= Reading passage =
## Start

From that deal TRAX was given birth and it continues today as a success not only as a light rail transit service, but also as a freight line. According to Inglish, about 50 to 60 percent of the line is in operation every weeknight as a freight service with a short-line operator and the situation is working out well for everyone.

“I think the customers are even happier with that arrangement,” says Inglish.

“They get a freight car brought in one night, they unload it during the day and the short-line operator drags the car out the next night. So it doesn’t interfere with what they do and it doesn’t interfere with what we do.

It’s this successful understanding of the freight process and line use as an overnight freight service that allowed UTA to go back to Union Pacific when it needed to make its next step into rail — commuter rail.

Front Runner
I had a chance to ride on UTA’s new commuter rail service, Front Runner, while visiting the agency in December. The line was still being tested, so we couldn’t ride the entire length of it and couldn’t reach top speed at any point, but it was still a great trip. This line, much like its light rail predecessor TRAX, came about as a result of a deal between UTA and Union Pacific, this time not for a defunct line, but for unused right of way along the I-15 corridor.

This freeway corridor operating north and south from Salt Lake City is one of the busiest in Utah. The rail line operating in that area was too heavily used to allow mix commuter passenger service on it, but there was this little matter of a spare 20 feet of right of way adjacent to the freeway corridor.

That they could deal over.

“So we went to the state, we got some help from the state in terms of right of way. We got some help from the railroad. And we were able to put together a corridor through there that took advantage of the already existing grade separations,” Inglish says.

“In fact, we made some significant improvements to grade separations and track alignments. And the net effect was everybody is happy. The railroad — in fact we solved a major problem for the railroad in what’s called Grant’s Tower where the railroad had a big curve it had to operate through very, very slowly. And to avoid that curve they were doing other things that were not making neighborhoods happy, driving trains through areas they hadn’t been before.

## End

In the passage on the Utah Transit Authority's rail lines, what share of the TRAX line runs as a freight service every weeknight?

= Dataset extract =
## Start

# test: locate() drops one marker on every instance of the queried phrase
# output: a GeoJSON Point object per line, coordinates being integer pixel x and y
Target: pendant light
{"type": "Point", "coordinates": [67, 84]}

## End

= Final result =
About 50 to 60 percent.